◆ EXERCISE BRIEF
Which lines run from the one containing "Pin the brick" to the end of the entries? Quote them exactly, and nothing else.

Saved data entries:
## START
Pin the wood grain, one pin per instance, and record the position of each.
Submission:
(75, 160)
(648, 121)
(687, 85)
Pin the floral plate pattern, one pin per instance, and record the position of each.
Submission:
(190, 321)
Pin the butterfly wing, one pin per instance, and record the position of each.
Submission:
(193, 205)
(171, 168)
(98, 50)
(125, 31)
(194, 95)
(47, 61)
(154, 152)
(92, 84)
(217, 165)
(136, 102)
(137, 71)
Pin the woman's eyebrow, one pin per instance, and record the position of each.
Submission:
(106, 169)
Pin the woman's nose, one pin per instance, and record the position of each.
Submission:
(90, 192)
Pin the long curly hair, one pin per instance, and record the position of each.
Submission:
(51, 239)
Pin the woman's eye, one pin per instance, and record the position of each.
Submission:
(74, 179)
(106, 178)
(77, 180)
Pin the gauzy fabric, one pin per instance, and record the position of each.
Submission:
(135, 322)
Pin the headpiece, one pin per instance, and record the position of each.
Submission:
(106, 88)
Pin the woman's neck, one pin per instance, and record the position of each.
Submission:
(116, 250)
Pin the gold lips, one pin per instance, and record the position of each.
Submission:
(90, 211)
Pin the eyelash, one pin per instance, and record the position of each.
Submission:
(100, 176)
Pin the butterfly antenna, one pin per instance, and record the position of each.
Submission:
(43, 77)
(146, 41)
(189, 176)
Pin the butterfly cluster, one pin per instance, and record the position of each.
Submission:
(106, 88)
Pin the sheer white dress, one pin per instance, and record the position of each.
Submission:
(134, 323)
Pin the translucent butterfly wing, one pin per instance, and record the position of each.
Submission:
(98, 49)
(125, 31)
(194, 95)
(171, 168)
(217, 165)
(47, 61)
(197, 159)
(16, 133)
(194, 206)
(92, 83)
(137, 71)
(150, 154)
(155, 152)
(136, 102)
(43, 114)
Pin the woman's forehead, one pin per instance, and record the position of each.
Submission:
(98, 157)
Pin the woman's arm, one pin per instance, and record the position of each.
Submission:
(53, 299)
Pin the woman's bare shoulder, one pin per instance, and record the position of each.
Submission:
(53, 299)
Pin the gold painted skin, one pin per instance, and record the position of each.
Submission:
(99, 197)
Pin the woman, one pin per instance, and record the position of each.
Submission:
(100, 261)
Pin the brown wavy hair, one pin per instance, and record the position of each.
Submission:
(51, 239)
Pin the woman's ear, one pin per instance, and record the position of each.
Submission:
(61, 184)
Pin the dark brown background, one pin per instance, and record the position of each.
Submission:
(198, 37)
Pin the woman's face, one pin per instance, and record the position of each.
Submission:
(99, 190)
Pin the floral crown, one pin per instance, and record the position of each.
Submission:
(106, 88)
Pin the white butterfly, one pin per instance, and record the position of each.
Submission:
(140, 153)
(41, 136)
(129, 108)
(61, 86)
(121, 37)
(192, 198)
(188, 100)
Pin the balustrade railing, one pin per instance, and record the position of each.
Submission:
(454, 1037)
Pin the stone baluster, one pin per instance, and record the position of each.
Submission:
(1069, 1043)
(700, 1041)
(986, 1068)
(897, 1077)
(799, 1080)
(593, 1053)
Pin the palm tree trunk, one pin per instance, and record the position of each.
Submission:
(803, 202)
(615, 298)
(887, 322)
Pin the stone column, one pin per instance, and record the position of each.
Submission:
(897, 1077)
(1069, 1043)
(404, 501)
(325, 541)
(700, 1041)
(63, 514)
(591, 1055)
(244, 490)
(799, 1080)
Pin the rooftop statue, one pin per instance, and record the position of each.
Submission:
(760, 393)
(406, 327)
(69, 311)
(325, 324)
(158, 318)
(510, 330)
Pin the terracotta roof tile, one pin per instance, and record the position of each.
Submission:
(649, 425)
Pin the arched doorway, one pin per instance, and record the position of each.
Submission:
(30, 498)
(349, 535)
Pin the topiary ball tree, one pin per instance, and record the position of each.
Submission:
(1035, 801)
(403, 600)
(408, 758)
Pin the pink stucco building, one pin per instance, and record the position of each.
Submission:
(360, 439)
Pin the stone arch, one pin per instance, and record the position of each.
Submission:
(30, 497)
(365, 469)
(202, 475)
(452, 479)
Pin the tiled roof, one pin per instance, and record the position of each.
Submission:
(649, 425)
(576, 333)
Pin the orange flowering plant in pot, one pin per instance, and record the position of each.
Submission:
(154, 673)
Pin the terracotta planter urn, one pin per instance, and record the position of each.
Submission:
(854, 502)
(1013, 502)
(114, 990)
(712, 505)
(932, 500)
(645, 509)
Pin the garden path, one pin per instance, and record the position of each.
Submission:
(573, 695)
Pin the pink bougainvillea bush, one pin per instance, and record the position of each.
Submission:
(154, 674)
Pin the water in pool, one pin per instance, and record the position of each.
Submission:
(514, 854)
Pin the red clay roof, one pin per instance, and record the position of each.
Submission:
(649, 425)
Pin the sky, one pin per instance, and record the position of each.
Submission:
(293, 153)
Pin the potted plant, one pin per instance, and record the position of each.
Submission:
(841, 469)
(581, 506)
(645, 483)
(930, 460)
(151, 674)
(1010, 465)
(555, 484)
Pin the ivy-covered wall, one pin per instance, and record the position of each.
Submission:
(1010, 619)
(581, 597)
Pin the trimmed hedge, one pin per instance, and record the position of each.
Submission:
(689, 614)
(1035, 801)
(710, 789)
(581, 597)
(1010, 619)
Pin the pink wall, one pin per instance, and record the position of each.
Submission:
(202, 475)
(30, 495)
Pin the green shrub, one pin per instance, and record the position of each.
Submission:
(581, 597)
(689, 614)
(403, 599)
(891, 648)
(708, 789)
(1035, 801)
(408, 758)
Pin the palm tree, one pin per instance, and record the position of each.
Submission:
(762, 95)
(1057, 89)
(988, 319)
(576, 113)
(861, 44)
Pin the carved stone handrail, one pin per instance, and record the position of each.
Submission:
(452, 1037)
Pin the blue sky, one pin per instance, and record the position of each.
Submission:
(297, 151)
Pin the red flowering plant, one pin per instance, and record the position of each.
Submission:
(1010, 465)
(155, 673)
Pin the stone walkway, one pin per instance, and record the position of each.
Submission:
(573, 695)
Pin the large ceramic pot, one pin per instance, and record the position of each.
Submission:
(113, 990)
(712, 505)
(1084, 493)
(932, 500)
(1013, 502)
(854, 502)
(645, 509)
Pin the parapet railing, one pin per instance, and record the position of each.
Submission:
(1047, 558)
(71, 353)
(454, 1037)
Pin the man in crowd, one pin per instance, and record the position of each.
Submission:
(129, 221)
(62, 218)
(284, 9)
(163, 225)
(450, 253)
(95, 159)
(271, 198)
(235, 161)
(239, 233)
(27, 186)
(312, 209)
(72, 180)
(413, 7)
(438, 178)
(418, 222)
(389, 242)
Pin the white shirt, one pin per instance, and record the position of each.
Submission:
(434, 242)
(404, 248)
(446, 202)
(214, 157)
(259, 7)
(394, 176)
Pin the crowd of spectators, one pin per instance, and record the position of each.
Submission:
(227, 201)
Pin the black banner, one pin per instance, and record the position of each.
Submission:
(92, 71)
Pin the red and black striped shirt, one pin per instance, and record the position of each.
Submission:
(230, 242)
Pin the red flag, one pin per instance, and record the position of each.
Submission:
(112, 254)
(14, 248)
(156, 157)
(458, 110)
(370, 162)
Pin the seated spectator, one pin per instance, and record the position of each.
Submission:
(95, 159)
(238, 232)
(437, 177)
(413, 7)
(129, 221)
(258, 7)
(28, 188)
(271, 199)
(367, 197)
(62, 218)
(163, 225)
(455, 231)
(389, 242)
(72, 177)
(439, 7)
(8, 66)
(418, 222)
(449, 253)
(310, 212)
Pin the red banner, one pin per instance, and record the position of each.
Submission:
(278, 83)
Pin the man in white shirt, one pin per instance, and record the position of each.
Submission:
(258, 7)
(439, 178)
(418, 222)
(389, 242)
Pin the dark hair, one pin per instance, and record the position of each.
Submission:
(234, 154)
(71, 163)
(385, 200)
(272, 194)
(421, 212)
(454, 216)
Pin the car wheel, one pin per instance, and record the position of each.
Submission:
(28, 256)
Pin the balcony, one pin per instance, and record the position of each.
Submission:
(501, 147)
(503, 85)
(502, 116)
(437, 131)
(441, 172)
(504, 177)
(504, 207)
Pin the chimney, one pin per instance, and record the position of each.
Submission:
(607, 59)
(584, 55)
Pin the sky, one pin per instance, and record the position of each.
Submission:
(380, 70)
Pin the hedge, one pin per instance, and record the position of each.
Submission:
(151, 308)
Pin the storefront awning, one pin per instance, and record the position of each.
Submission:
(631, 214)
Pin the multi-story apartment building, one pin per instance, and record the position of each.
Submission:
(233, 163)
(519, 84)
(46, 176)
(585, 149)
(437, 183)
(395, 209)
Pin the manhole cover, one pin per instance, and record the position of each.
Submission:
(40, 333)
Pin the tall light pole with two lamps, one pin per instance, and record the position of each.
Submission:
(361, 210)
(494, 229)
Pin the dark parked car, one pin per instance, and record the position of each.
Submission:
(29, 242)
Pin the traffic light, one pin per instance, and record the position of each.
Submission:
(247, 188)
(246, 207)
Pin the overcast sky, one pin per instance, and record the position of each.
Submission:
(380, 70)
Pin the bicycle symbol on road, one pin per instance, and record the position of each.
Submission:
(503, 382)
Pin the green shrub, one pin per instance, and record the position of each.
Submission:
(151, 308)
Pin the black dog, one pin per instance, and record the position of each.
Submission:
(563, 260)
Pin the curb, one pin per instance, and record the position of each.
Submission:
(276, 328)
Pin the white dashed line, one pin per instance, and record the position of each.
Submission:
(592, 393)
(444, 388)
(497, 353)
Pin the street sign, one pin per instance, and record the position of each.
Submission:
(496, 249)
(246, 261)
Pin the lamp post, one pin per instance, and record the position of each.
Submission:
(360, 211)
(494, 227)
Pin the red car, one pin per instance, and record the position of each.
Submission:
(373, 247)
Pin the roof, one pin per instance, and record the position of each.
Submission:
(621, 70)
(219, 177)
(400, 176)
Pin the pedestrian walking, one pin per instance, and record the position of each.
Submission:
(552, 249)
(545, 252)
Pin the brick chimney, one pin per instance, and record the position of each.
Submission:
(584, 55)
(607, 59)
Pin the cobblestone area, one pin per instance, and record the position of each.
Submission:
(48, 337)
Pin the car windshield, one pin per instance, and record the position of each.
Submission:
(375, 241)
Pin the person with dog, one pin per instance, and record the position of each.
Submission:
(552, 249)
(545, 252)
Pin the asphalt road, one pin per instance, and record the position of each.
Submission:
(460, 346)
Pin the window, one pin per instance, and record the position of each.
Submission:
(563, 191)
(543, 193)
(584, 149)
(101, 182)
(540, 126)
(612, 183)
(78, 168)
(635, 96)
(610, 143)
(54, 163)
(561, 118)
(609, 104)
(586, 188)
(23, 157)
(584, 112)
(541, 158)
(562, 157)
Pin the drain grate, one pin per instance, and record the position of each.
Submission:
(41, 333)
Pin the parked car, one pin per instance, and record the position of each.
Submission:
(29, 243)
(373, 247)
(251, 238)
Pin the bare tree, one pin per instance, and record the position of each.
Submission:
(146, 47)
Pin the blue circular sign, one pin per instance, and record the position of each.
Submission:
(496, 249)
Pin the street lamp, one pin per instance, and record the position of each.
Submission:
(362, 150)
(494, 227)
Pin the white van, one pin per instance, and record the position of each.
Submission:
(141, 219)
## END
◆ OUTPUT FOR THIS TASK
Pin the brick chimney, one pin per instance, and record the position of each.
Submission:
(584, 55)
(607, 59)
Pin the cobblestone area, one pin per instance, and record the position of each.
Submission:
(48, 337)
Pin the car windshield, one pin per instance, and record the position of each.
Submission:
(375, 241)
Pin the person with dog, one pin per instance, and record the position of each.
Submission:
(552, 249)
(545, 252)
Pin the asphalt road, one pin per instance, and record the position of each.
Submission:
(460, 346)
Pin the window, one pin per instance, and record the position of each.
Submission:
(563, 191)
(543, 193)
(584, 149)
(101, 182)
(540, 126)
(612, 183)
(78, 168)
(635, 96)
(610, 143)
(54, 163)
(561, 118)
(609, 104)
(586, 188)
(23, 157)
(584, 112)
(541, 158)
(562, 157)
Pin the drain grate, one pin per instance, and record the position of each.
Submission:
(41, 333)
Pin the parked car, one pin per instance, and record the position of each.
Submission:
(29, 243)
(373, 247)
(251, 238)
Pin the bare tree, one pin per instance, and record the position of each.
Submission:
(146, 47)
Pin the blue circular sign, one pin per instance, and record the position of each.
Submission:
(496, 249)
Pin the street lamp, one pin per instance, and record the position of each.
Submission:
(362, 150)
(494, 227)
Pin the white van, one pin per instance, and record the position of each.
Submission:
(141, 219)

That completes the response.